[Some records]

* begin *

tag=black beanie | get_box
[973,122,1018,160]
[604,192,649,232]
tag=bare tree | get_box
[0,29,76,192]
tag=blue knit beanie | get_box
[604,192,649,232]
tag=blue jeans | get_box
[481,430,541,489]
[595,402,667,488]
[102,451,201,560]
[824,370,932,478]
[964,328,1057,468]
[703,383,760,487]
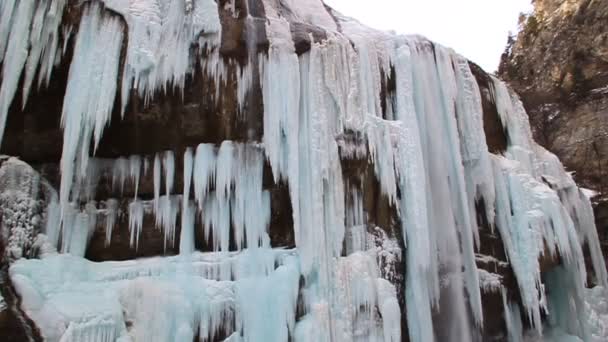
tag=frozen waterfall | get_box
[0,0,608,342]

* end *

> **Task objective**: Render the lines above as a two-column CSV with the headers text and result. Give one row for each tag line, putting that line in text and the lines that follow it in result, each in a single quoted field with line breaks replaced by spaces, and leave the pictures out.

> **Full output**:
text,result
"tag=black beanie | get_box","[973,122,1018,160] [604,192,649,232]"
"tag=bare tree | get_box","[0,29,76,192]"
"tag=blue knit beanie | get_box","[604,192,649,232]"
"tag=blue jeans | get_box","[481,430,541,489] [595,402,667,488] [102,451,201,560] [824,370,932,478] [964,328,1057,468] [703,383,760,487]"
"tag=frozen waterfall | get_box","[0,0,608,342]"